-- Begin RECORDS FOR THIS EXERCISE --
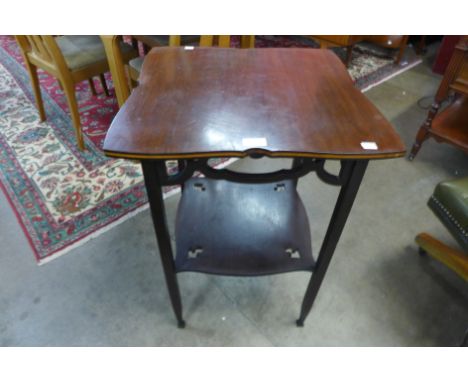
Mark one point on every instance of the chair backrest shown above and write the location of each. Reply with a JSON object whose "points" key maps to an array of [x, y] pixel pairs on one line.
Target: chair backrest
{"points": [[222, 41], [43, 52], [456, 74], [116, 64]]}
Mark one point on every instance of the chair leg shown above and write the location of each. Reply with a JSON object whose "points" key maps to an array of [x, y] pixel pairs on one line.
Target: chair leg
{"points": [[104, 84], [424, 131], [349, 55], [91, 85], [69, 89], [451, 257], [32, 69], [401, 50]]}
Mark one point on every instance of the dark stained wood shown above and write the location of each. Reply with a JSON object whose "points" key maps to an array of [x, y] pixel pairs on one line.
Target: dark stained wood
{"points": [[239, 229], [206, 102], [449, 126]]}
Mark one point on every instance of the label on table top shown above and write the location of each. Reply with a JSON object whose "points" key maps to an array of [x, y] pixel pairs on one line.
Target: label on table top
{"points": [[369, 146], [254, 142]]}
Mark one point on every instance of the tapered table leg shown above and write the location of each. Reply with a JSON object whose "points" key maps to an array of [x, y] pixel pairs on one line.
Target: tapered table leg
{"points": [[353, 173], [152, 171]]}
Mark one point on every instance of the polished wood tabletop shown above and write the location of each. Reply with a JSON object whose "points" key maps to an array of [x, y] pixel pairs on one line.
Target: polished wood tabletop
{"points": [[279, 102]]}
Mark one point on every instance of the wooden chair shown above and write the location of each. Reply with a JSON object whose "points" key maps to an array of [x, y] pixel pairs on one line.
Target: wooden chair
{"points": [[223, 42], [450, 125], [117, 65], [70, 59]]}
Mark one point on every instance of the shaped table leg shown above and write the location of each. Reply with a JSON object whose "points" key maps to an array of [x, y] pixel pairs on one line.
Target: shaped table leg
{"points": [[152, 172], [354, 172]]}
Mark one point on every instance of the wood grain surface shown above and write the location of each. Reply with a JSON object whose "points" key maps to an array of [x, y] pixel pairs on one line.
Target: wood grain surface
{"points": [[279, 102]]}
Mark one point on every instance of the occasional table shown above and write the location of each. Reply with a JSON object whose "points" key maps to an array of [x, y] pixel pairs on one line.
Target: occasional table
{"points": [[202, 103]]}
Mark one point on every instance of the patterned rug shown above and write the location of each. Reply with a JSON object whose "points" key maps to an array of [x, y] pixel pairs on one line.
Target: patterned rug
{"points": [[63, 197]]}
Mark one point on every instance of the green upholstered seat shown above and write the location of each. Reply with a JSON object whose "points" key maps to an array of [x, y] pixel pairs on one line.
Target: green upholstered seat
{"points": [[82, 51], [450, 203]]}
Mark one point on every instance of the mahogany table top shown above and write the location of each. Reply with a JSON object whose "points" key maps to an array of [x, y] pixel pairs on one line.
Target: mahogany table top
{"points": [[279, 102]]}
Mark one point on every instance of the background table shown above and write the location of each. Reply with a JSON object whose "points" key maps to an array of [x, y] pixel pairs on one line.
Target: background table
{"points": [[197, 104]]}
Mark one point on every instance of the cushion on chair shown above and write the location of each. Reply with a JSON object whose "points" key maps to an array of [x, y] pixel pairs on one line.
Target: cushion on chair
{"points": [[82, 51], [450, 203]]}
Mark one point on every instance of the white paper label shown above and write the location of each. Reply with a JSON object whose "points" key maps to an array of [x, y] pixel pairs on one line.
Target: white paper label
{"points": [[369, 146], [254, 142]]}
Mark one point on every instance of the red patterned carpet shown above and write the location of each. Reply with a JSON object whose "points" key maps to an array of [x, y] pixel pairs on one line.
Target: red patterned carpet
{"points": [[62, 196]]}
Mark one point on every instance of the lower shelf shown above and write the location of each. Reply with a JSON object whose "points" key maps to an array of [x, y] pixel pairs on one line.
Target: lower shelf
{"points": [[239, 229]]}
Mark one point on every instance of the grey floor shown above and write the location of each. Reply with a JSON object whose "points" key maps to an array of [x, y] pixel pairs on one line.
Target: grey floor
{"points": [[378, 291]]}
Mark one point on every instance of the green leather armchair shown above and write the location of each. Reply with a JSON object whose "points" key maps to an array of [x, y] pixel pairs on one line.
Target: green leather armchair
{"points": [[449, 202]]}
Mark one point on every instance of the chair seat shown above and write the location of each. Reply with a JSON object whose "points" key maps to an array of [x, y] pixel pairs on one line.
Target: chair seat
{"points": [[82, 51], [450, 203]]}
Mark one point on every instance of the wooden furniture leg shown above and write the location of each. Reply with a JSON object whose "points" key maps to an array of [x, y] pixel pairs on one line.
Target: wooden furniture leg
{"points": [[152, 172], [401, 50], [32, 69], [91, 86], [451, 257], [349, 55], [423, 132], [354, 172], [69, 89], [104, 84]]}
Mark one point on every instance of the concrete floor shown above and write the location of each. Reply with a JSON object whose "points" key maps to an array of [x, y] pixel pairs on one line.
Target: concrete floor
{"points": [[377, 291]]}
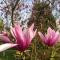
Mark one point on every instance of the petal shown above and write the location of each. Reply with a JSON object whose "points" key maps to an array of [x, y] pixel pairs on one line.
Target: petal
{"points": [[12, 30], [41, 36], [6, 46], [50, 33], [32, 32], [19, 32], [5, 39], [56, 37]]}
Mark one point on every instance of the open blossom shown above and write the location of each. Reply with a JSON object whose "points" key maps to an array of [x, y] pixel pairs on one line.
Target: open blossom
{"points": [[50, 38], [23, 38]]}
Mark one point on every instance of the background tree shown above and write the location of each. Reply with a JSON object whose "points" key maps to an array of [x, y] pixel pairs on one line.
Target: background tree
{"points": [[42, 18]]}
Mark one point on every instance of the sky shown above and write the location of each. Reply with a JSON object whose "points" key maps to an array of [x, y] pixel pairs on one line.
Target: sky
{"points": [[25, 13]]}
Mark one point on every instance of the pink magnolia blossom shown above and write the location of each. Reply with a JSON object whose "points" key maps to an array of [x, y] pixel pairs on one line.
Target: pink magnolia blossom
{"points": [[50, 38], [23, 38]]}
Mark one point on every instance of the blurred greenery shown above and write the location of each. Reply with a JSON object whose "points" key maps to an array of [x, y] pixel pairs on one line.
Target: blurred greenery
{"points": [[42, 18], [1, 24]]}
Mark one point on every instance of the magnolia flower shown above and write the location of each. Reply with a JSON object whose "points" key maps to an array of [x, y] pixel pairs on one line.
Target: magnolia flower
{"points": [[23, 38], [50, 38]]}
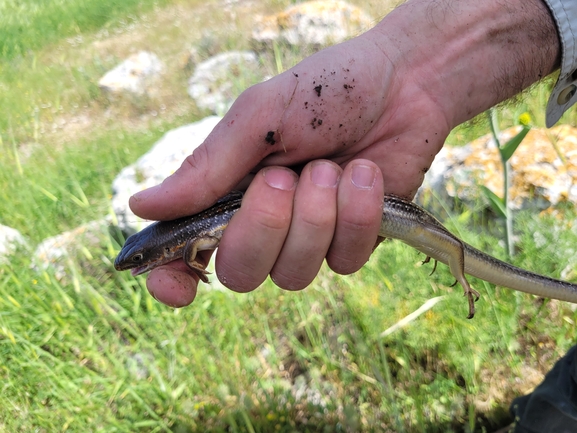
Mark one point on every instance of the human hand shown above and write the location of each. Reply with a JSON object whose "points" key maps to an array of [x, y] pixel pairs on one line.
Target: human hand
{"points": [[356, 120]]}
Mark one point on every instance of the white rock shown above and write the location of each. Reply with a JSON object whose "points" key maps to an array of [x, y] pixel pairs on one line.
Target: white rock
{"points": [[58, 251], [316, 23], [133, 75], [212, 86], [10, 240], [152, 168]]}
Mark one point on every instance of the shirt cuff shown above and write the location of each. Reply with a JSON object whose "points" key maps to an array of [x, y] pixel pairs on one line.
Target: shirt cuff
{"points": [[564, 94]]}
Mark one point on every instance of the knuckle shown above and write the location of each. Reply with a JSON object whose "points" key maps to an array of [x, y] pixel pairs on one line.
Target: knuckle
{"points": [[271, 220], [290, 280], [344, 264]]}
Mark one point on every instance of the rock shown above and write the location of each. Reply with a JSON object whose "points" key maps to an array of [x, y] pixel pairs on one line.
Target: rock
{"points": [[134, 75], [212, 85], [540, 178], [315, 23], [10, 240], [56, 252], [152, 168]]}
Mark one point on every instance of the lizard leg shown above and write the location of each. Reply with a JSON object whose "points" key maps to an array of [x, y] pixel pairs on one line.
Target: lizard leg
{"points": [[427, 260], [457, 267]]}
-- End RECORDS FOR THIS EXERCISE --
-- Begin RECORDS FOR THIS EXERCISE --
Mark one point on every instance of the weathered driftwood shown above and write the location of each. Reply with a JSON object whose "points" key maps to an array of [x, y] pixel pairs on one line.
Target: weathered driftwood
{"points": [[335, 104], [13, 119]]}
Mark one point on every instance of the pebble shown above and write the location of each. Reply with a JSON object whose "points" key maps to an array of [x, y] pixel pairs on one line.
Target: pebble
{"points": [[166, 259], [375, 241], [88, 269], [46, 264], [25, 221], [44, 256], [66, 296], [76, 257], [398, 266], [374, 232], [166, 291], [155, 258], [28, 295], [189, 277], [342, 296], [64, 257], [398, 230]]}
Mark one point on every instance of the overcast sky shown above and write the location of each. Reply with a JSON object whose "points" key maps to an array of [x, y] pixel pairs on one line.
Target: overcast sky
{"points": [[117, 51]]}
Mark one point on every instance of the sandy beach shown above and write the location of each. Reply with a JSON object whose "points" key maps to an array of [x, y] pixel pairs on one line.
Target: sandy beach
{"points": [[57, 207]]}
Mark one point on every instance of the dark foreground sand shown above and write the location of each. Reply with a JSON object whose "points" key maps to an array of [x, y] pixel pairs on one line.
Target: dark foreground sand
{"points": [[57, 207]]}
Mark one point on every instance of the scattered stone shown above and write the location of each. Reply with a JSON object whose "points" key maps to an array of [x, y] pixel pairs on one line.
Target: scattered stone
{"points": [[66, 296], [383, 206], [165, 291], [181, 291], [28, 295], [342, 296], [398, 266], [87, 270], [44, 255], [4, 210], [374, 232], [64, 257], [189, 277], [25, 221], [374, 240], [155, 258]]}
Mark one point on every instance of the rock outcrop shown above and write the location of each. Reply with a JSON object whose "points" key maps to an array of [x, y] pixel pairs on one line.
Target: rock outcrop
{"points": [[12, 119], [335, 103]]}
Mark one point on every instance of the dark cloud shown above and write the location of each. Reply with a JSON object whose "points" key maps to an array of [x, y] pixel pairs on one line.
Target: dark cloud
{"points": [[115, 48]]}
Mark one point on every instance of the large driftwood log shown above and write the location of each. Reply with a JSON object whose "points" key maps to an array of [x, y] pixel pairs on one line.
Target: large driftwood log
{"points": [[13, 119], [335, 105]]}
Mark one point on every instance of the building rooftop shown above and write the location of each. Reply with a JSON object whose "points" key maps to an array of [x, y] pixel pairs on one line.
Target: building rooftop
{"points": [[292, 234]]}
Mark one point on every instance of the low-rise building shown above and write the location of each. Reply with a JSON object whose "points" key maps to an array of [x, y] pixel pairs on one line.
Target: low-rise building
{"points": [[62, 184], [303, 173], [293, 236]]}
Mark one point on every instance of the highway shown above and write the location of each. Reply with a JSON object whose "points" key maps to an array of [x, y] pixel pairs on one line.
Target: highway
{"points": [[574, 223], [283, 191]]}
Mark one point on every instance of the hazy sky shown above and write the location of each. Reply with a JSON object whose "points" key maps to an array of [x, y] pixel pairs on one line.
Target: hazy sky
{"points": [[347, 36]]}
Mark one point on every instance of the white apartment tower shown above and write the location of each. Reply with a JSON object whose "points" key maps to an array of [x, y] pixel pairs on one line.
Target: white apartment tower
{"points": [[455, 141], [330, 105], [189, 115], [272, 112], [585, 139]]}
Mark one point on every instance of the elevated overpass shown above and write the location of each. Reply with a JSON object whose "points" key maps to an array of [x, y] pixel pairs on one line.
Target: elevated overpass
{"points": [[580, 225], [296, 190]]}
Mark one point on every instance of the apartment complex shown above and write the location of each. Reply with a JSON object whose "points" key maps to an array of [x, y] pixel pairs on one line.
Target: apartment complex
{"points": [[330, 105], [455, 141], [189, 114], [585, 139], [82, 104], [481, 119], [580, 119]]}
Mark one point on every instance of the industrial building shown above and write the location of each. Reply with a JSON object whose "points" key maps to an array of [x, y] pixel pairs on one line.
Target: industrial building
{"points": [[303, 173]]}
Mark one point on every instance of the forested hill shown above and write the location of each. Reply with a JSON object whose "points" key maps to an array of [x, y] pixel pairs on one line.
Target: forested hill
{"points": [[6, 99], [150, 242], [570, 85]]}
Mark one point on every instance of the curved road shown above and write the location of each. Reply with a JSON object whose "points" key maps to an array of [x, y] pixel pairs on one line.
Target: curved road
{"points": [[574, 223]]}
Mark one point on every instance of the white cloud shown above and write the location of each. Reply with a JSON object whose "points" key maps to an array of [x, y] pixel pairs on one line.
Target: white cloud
-- End RECORDS FOR THIS EXERCISE --
DIRECTIONS FOR THIS TASK ::
Find every line in the records that contains the word "surface", matching case exactly, and copy each of those lines.

CORRECT RESULT ::
Mark one point on every instance of the wood grain surface shown above and write the location of each. Reply with a JSON object whose "points" key maps to an array of [x, y] pixel pairs on one line.
Target: wood grain surface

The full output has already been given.